Please output exactly the run of lines that starts at the line with "You are given a photograph. Locate the wispy" and ends at the last line of the records below.

Start of Block

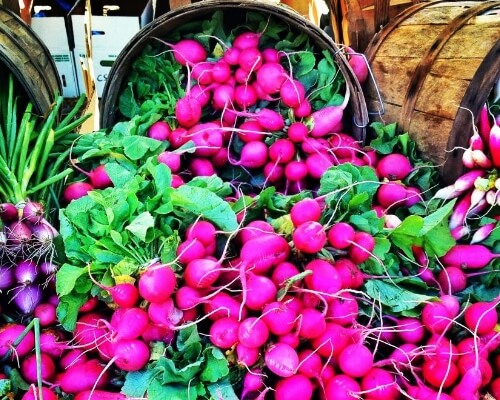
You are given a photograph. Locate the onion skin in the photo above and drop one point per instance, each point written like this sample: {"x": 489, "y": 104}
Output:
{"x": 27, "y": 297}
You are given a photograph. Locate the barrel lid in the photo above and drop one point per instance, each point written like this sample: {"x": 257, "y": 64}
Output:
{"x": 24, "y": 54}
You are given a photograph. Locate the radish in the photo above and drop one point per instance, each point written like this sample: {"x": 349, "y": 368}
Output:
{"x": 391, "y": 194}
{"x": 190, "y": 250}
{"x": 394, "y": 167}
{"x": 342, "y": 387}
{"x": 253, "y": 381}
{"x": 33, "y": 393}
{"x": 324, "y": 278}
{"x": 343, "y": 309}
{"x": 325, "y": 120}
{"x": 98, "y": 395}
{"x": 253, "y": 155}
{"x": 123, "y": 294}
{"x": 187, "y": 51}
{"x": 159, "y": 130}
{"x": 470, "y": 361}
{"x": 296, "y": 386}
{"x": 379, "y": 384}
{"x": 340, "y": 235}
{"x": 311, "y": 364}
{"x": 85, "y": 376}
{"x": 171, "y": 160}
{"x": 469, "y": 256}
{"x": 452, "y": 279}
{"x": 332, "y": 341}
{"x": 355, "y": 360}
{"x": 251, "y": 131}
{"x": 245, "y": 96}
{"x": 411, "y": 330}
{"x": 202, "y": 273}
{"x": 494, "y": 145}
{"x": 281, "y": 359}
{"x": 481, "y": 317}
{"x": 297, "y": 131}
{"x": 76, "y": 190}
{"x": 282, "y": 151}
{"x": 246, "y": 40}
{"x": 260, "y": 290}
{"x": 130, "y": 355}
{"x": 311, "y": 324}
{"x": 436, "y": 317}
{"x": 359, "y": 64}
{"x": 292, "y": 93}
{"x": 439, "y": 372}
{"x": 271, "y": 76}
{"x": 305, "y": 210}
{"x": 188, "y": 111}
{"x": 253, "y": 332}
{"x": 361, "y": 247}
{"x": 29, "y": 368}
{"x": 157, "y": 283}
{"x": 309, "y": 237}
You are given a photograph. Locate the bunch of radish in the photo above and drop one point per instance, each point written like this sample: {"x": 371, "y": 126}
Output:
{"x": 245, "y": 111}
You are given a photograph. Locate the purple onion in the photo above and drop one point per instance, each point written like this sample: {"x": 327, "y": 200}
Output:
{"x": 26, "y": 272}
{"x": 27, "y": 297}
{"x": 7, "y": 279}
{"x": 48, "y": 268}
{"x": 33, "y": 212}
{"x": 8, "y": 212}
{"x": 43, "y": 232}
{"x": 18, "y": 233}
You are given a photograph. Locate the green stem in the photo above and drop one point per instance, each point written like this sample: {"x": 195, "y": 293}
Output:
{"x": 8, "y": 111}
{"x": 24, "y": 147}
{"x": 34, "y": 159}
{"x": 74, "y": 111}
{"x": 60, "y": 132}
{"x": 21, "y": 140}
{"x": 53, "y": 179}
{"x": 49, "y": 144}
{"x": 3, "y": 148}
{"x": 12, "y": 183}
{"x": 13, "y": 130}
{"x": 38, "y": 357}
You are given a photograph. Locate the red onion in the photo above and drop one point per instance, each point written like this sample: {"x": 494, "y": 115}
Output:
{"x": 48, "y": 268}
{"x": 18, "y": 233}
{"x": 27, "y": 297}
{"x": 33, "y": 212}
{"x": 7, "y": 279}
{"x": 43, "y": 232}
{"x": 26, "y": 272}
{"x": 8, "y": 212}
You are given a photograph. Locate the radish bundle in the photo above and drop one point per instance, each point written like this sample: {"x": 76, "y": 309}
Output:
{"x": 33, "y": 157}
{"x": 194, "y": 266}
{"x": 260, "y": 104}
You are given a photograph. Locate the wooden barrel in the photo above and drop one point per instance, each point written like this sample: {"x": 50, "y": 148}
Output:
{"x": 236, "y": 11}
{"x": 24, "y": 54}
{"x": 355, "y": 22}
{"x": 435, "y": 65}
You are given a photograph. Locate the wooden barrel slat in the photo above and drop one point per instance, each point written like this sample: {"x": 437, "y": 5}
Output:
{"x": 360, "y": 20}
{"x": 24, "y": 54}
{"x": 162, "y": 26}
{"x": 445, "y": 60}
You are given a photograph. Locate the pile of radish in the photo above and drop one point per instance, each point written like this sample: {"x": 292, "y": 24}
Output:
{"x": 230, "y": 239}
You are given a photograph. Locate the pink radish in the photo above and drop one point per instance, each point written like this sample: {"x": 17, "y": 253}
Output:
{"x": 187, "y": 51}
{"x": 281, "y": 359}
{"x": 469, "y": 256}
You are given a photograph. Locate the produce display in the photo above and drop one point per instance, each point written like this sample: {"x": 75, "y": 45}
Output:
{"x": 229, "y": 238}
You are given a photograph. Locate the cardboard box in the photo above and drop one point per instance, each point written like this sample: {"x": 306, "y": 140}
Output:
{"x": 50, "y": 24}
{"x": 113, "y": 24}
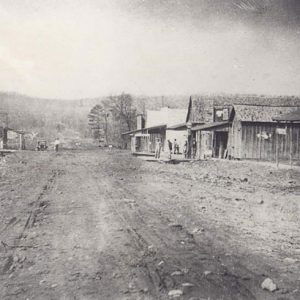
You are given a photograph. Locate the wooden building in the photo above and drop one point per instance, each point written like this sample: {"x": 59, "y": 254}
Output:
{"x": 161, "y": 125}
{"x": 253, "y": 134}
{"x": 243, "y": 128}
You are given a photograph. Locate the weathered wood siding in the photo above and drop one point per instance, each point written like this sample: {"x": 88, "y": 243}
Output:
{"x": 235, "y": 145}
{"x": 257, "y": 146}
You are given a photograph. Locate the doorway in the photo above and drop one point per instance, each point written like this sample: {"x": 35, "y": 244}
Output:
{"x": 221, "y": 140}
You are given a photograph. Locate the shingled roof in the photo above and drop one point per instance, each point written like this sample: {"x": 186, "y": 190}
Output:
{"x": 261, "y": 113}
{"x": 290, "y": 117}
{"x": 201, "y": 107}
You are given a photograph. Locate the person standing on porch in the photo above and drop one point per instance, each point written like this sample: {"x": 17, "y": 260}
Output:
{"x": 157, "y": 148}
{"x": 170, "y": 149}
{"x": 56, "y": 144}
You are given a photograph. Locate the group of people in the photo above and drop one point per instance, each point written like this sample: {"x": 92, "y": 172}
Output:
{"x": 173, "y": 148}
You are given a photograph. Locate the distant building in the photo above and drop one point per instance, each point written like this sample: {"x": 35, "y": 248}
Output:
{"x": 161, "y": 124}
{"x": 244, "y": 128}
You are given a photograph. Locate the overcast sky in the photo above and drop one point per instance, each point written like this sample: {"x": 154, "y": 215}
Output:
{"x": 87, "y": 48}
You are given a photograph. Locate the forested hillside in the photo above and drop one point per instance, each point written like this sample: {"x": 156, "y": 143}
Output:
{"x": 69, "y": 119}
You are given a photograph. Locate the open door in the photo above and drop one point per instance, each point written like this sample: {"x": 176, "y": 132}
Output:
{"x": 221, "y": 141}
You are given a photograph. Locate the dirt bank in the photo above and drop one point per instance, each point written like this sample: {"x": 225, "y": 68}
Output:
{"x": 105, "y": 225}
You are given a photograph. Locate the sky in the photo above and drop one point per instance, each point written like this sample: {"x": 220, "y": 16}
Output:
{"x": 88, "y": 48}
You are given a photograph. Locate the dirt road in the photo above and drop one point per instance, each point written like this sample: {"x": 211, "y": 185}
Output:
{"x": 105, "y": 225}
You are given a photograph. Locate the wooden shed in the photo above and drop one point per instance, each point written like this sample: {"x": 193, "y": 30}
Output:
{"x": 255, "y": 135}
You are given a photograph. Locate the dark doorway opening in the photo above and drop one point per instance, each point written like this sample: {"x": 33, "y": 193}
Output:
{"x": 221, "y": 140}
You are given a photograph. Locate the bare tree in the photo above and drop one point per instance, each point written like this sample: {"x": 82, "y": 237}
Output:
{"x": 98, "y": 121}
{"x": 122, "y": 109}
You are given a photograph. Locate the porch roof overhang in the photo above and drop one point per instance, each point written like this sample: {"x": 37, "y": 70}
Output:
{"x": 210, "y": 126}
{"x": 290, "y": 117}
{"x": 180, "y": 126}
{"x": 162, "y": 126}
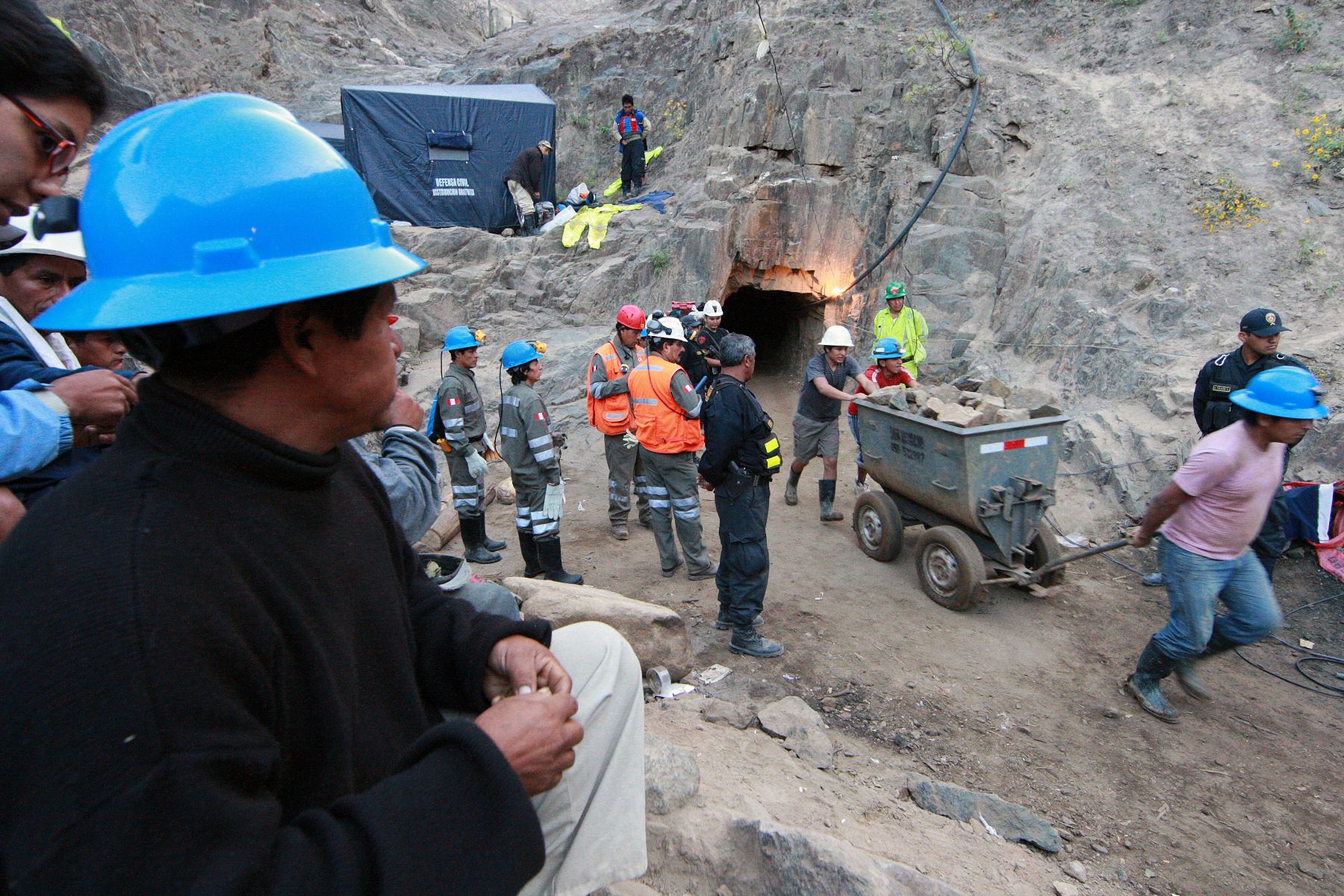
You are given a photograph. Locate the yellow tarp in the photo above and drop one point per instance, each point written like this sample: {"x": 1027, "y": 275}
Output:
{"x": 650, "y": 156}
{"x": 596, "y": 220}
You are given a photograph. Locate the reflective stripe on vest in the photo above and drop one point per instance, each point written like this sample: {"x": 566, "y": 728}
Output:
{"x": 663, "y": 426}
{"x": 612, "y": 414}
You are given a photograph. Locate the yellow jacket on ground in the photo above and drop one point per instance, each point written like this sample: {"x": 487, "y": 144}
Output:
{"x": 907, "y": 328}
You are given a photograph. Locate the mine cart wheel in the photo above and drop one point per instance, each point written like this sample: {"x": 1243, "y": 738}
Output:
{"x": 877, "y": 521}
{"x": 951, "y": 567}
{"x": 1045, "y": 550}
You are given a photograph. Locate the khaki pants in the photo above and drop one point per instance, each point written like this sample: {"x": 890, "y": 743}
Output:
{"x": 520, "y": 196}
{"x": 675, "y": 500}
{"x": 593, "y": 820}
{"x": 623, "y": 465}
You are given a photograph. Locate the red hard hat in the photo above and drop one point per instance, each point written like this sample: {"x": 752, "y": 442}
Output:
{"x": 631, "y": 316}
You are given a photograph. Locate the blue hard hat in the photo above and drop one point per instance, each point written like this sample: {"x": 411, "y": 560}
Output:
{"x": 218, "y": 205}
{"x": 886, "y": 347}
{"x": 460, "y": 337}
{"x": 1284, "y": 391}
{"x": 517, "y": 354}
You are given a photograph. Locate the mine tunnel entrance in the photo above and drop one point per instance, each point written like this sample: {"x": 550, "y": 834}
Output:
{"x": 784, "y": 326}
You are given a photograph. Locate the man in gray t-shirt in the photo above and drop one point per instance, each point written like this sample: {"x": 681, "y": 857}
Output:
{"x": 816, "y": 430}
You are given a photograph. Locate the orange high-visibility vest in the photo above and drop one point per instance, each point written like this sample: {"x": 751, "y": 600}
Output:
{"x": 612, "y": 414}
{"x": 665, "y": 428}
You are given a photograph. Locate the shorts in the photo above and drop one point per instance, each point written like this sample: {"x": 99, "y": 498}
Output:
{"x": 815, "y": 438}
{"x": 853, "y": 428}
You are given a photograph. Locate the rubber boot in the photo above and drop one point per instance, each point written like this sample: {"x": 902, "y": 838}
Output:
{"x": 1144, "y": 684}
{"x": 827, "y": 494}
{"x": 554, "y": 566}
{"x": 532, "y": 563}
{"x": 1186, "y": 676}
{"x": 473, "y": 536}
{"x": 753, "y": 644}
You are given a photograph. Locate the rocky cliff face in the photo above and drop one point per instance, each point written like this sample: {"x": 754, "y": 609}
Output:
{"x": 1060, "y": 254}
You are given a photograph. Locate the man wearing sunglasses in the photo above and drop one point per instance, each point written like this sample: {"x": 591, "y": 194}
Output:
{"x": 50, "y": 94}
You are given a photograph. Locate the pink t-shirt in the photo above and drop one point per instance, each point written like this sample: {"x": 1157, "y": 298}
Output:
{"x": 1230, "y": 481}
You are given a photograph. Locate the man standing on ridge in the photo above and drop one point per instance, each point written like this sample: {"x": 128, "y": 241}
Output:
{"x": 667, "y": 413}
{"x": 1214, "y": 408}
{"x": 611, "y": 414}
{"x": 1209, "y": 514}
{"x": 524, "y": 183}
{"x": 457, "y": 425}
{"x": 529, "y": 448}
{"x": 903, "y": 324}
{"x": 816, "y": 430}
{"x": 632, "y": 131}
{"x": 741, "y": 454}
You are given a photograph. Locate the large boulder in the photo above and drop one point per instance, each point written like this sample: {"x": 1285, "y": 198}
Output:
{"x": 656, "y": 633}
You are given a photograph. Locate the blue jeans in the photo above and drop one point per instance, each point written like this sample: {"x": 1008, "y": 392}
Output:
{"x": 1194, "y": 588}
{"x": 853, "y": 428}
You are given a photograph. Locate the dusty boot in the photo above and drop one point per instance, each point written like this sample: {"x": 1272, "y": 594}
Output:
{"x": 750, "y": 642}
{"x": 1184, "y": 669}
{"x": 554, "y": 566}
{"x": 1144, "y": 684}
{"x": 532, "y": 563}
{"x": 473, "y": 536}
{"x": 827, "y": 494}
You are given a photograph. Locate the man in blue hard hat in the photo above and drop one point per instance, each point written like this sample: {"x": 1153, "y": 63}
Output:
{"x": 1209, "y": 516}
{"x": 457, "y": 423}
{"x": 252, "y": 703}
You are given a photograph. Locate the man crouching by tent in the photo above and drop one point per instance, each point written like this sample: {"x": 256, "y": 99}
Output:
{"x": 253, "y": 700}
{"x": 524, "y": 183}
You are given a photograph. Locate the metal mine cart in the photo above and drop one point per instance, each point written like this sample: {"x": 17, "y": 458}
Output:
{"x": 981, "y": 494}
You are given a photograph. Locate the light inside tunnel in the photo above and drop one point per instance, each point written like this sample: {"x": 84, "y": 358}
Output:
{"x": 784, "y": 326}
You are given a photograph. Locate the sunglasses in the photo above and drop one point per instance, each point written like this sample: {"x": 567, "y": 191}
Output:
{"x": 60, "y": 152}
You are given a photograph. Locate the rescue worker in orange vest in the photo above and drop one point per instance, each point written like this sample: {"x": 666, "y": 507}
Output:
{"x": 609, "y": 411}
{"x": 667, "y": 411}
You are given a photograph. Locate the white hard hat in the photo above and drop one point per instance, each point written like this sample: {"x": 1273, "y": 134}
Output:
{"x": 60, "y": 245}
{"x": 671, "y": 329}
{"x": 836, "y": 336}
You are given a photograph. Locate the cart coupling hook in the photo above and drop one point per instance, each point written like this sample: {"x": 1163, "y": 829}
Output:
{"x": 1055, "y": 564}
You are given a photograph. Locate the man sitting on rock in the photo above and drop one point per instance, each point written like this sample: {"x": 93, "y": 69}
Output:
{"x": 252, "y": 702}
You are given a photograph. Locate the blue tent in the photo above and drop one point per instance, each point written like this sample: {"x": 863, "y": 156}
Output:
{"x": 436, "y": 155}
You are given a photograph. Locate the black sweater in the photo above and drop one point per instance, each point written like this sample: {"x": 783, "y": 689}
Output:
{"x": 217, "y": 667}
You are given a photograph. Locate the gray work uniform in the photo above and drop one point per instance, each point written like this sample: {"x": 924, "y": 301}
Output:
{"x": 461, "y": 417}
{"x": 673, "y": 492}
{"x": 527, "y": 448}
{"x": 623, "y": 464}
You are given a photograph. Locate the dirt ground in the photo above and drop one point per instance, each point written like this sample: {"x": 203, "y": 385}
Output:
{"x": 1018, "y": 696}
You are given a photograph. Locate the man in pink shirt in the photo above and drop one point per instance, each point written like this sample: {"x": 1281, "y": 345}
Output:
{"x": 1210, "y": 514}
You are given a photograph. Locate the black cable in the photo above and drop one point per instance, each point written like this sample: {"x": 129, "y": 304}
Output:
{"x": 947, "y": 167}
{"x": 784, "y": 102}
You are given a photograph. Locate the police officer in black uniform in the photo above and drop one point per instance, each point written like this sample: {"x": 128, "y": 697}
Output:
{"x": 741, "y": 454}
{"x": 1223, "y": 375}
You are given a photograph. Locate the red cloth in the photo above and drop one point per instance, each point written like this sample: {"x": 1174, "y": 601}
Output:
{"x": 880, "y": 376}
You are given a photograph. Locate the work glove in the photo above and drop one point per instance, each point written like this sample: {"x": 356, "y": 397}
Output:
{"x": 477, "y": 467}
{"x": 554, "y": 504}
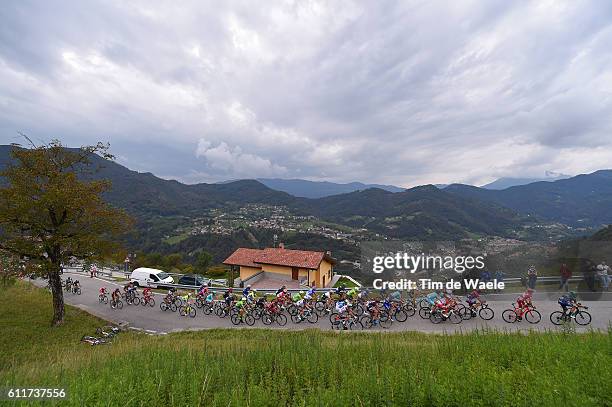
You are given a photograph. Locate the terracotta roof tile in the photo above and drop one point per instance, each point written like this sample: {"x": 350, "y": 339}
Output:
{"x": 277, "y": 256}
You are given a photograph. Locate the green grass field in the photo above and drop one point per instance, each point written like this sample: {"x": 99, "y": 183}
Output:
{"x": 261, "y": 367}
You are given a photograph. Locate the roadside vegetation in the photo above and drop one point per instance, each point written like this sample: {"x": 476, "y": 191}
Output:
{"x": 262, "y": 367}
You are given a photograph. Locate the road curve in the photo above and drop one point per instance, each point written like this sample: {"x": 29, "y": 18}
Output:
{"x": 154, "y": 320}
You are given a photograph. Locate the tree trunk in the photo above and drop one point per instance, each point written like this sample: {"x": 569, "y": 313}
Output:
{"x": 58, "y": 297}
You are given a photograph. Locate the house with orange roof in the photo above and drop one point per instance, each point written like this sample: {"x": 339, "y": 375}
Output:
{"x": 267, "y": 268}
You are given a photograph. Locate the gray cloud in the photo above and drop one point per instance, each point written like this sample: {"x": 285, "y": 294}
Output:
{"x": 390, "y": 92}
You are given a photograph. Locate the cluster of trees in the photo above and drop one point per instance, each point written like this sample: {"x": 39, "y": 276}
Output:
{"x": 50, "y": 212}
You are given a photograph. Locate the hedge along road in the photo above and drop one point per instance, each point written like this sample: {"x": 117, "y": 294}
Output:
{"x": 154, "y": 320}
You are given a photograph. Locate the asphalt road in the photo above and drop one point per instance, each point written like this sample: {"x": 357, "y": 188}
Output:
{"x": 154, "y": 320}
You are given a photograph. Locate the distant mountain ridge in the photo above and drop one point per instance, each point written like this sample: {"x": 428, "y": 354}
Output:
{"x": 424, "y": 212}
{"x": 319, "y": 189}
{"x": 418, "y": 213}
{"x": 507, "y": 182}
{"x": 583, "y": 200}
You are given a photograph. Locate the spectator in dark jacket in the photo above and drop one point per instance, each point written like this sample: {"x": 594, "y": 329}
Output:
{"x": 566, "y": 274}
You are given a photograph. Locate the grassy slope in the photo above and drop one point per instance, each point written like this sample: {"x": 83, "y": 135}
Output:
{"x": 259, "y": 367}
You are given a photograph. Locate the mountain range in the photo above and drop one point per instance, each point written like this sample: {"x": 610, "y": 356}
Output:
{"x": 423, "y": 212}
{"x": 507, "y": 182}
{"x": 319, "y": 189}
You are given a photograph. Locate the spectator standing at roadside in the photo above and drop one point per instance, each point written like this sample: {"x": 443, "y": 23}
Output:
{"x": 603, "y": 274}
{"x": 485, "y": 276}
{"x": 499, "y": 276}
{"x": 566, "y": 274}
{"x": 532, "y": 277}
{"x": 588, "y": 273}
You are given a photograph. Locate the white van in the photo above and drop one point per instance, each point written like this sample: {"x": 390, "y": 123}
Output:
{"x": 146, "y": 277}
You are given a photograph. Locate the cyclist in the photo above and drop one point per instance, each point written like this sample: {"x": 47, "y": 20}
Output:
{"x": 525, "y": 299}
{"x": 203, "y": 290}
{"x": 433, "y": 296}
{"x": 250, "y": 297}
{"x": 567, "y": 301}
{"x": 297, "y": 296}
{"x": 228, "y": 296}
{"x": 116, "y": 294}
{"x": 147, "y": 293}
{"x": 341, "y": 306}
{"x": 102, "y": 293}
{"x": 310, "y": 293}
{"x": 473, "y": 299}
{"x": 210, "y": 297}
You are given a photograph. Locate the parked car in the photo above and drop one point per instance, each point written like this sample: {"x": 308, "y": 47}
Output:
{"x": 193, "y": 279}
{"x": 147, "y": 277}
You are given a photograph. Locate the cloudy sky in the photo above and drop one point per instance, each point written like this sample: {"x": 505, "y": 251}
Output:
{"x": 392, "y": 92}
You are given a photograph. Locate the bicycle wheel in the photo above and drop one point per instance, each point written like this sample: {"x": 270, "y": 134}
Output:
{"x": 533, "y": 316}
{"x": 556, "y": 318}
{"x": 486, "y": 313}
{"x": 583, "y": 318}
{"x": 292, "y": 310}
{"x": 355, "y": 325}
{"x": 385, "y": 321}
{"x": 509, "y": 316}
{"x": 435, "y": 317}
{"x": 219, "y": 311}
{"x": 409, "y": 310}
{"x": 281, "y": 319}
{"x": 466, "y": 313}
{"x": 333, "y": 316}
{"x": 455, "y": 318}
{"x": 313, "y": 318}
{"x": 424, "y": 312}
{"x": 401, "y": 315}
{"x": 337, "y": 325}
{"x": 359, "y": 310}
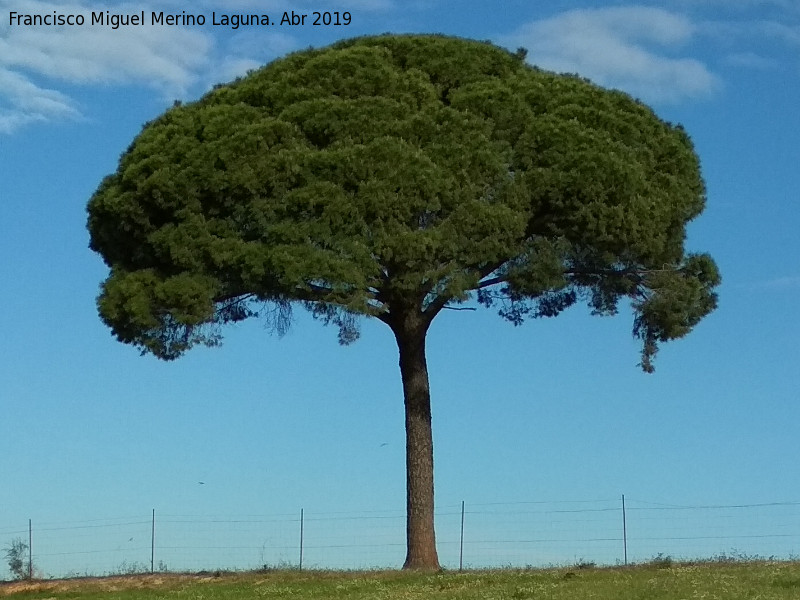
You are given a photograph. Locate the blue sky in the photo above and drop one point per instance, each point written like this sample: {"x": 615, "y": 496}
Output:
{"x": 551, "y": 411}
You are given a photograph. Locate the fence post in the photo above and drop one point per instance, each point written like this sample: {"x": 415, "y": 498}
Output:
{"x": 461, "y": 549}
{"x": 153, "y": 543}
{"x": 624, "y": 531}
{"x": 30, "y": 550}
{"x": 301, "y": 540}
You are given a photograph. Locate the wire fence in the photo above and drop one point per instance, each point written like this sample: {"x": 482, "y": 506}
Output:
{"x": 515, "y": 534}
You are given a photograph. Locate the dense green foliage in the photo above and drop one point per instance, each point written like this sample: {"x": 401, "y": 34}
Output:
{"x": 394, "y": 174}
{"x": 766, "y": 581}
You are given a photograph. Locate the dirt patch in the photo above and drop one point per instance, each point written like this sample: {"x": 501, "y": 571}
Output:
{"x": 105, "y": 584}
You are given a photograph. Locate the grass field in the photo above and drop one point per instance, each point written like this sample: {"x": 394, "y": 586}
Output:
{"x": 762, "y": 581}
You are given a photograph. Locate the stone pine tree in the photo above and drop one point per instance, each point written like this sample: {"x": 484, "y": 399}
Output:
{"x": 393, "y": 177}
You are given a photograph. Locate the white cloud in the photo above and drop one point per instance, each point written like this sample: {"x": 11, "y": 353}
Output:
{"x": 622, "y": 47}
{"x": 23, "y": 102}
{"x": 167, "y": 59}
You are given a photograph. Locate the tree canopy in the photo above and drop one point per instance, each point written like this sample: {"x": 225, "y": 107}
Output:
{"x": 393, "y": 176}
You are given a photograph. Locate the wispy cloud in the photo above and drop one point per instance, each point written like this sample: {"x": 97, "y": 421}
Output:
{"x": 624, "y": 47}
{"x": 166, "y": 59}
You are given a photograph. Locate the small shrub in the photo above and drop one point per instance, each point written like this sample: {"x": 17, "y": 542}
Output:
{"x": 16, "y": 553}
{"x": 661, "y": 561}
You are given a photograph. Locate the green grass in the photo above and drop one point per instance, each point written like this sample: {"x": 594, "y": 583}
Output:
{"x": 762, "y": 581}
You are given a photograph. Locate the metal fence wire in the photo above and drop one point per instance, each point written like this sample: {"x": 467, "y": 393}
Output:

End of Block

**WRITTEN ANSWER:**
You are given a photograph. Locate the wispy cloud in the photo above and drop one point per instance, each point written like this sample: {"x": 97, "y": 421}
Output:
{"x": 624, "y": 47}
{"x": 166, "y": 59}
You are given a photograph. Locate the small shrub in the photo above and drop one point per instance, each point written like this sample: {"x": 17, "y": 542}
Output:
{"x": 16, "y": 553}
{"x": 661, "y": 561}
You are given a photograph. Locate the green grass in the photo above and drop one point per instance, each point written like this sample: {"x": 594, "y": 583}
Output:
{"x": 762, "y": 581}
You are given a photograph. Locate the metal fence wire in the photo above and drop one point per instance, each point written like this sample: {"x": 467, "y": 393}
Output:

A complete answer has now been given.